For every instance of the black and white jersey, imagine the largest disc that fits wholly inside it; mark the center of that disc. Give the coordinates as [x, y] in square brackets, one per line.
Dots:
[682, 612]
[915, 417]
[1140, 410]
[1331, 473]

══════

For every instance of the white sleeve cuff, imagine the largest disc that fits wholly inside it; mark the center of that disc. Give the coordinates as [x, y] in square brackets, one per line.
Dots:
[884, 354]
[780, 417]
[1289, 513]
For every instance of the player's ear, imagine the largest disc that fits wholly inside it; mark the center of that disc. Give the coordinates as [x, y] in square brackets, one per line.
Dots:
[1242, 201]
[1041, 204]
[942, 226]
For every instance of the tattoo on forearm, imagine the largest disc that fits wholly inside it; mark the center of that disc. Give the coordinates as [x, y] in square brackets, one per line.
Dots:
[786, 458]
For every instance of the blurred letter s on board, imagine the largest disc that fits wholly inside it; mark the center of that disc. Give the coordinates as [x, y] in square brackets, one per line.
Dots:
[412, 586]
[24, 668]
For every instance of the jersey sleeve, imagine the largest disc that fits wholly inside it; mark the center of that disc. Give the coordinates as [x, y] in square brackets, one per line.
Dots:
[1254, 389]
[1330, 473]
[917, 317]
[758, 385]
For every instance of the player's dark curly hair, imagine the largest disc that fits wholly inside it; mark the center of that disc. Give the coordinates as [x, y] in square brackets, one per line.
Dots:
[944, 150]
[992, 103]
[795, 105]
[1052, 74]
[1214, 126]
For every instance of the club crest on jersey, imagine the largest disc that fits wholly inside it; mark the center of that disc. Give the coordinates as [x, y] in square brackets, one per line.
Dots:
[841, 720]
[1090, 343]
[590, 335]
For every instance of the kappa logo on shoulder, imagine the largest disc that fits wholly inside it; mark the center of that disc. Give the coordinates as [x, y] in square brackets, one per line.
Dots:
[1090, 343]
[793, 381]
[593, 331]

══════

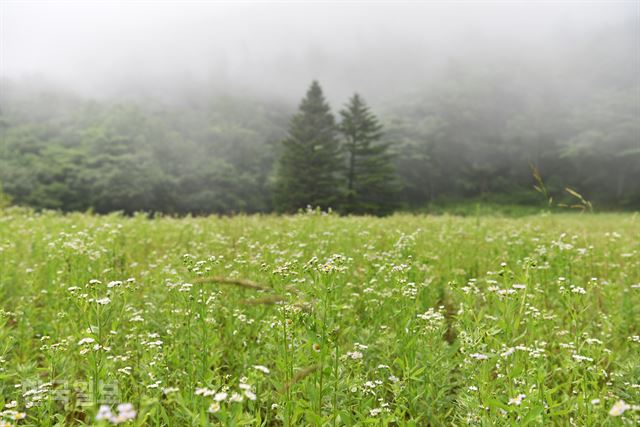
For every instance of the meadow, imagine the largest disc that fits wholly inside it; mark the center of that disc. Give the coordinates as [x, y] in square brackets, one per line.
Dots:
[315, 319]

══════

▶ _DIRECTIONS_
Could you arrange the data starting at the line containing "For every instance of the black" and ending at the line containing "[1331, 473]" as a two-column CSV with the headers text and answer, one row for each text with its answer, each in one quoted field with line breaks turned into spaces?

▶ _TASK SOLUTION_
text,answer
"For every instance of the black and white jersey, imagine the largest disc that fits wholly inside it; mark the center of that disc. Give the coordinates as [x, y] in square brackets, one per line. Dots:","[682, 612] [915, 417] [1140, 410] [1331, 473]"